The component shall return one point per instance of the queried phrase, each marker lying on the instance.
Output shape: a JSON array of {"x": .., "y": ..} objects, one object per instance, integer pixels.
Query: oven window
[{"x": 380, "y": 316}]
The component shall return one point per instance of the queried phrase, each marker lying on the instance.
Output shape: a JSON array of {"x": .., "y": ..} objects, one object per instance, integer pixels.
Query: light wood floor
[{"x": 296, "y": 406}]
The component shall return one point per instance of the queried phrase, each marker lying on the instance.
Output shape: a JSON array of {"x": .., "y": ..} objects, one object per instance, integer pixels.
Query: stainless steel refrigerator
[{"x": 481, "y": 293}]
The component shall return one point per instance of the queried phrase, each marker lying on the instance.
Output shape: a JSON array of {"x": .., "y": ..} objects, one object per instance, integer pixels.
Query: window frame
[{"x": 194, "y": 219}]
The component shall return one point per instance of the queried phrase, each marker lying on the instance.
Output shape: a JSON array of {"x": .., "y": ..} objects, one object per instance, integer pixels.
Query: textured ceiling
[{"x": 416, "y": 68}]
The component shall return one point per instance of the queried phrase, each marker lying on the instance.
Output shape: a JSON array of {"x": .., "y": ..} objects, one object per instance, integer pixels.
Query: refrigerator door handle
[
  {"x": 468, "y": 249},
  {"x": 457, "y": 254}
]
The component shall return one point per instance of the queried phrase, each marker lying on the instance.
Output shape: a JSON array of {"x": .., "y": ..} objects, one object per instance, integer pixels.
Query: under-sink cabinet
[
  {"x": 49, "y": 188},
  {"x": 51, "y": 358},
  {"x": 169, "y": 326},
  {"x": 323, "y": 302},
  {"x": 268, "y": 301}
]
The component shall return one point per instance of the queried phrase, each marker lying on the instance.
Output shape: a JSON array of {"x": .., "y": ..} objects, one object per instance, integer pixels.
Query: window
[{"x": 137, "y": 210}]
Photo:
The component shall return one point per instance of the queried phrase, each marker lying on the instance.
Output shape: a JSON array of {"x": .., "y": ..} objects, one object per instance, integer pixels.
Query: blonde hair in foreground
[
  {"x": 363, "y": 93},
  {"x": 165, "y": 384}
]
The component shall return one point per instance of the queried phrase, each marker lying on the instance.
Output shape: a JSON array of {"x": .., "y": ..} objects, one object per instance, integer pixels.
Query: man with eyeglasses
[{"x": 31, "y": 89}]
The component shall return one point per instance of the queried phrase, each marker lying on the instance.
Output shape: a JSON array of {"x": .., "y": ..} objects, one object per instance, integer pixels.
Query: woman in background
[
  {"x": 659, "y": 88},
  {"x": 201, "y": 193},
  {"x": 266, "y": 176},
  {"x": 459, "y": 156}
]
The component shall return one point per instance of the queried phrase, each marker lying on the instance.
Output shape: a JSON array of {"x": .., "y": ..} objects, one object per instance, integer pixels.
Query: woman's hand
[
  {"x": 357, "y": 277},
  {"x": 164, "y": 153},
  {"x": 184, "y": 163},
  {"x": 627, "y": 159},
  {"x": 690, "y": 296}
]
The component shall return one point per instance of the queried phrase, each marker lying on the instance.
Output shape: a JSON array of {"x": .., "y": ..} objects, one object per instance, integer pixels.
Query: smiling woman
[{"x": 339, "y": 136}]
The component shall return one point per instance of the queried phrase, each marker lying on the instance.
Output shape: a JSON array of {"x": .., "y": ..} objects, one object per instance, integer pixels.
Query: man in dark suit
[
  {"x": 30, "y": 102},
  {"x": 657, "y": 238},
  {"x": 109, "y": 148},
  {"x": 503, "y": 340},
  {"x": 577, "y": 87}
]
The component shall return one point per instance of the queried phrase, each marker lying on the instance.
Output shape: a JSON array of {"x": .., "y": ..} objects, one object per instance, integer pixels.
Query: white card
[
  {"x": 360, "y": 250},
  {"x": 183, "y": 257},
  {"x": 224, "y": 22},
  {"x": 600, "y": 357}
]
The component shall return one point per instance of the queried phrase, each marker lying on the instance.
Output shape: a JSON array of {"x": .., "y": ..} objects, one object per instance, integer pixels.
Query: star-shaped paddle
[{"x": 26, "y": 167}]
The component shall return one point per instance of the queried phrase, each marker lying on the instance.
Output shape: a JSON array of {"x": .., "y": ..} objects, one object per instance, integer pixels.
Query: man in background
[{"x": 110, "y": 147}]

WORK TO BE COMPLETED: All the entries above must be repeated exactly as they were given.

EXERCISE ANSWER:
The component shall return one point per instance of the queried phrase, each marker lying on the instance.
Output shape: a JSON array of {"x": .., "y": ..} objects, one object per instance, integer pixels.
Query: oven window
[{"x": 380, "y": 316}]
The component shall return one point per instance of the queried phrase, each marker lying on the instance.
Output shape: a JSON array of {"x": .., "y": ..} objects, one object per instance, integer pixels.
Query: light wood floor
[{"x": 296, "y": 406}]
The component shall return one point per instance of the queried phrase, each marker lying on the instance.
Output shape: a JSON array of {"x": .., "y": ..} objects, one object per instance, integer pixels.
Query: stainless steel refrigerator
[{"x": 481, "y": 293}]
The component shall return one point per instance of the queried phrase, each marker lying on the instance.
Output shape: a JSON array of {"x": .., "y": ..} objects, one object per instance, integer pixels.
Query: window frame
[{"x": 194, "y": 219}]
The component shall return one point per instance of the queried phrase, each marker lying on the instance.
Output shape: a JSON array of {"x": .., "y": ..} objects, one object per instance, integer pixels.
Query: textured ceiling
[{"x": 416, "y": 68}]
The component shall return one point per instance of the queried phrase, each marker lying on the instance.
Output shape: a JSON array of {"x": .., "y": ..} objects, one object per instance, integer pixels.
Query: refrigerator door handle
[
  {"x": 468, "y": 249},
  {"x": 457, "y": 254}
]
The component shall return one point per instance of the queried phrase, each marker lying on the instance.
Output shape: a JSON array of {"x": .., "y": ..} objects, one object per instance, integer pixels.
Query: under-sink cabinet
[
  {"x": 49, "y": 188},
  {"x": 51, "y": 358},
  {"x": 169, "y": 326},
  {"x": 323, "y": 302},
  {"x": 268, "y": 301}
]
The component shall return one point per instance of the queried phrase, each marker lying on the instance.
Output shape: a JSON array of {"x": .., "y": ..} objects, one object per instance, integer pixels.
Query: window
[{"x": 137, "y": 210}]
Photo:
The component shall return one point per instance of the queried phrase, each marker lying on the instance.
Output shape: a JSON array of {"x": .., "y": ..} objects, one object per instance, integer pixels.
Query: blonde hair in foreground
[
  {"x": 363, "y": 93},
  {"x": 165, "y": 384}
]
The component shall return one point per instance of the queried phrase, each marker lying on the instance.
Output shape: a JSON array of {"x": .., "y": ..} objects, one object per instance, integer pixels.
Query: man with eyeglasses
[{"x": 31, "y": 89}]
The component shall return one point per instance of the queried phrase, each marker lying on the instance.
Output shape: a JSON array of {"x": .., "y": ..} objects, one object per instance, integer pixels.
Query: woman in background
[
  {"x": 659, "y": 88},
  {"x": 201, "y": 193},
  {"x": 266, "y": 176},
  {"x": 459, "y": 156}
]
The component shall return one point per instance of the queried phrase, each marker lying on the instance.
Output shape: a JSON array of {"x": .., "y": ..} objects, one object per instance, integer pixels.
Query: woman's hand
[
  {"x": 357, "y": 277},
  {"x": 164, "y": 153},
  {"x": 184, "y": 163},
  {"x": 627, "y": 159},
  {"x": 690, "y": 296}
]
The component shall return one point per instance of the queried phrase, each marker lying on the instance.
Output shape: a JSON array of {"x": .., "y": ..} objects, one object per instance, integer pixels.
Query: smiling woman
[{"x": 339, "y": 136}]
The component shall return one point per instance of the queried phrase, each marker lying on the instance.
Output shape: a JSON array of {"x": .., "y": ..} objects, one object per instance, integer pixels.
Query: man in dark suit
[
  {"x": 30, "y": 102},
  {"x": 657, "y": 238},
  {"x": 109, "y": 148},
  {"x": 503, "y": 340},
  {"x": 577, "y": 87}
]
The component shall return one point per instance of the queried phrase, each marker lying on the instance.
Output shape: a JSON array of {"x": .., "y": ..} objects, one object per instance, integer pixels.
Query: white card
[
  {"x": 360, "y": 250},
  {"x": 183, "y": 257},
  {"x": 224, "y": 22},
  {"x": 600, "y": 357}
]
The component shall return one point per instance of the queried phrase, each marker lying on the instance.
Output shape: a JSON array of {"x": .., "y": ..} objects, one object per instance, integer pixels.
Query: star-shaped paddle
[{"x": 26, "y": 167}]
The component shall return one point per instance of the queried phrase, each marker lying on the instance.
Output shape: a JSON array of {"x": .., "y": ..} objects, one object per instance, integer pixels.
Query: man in background
[{"x": 110, "y": 147}]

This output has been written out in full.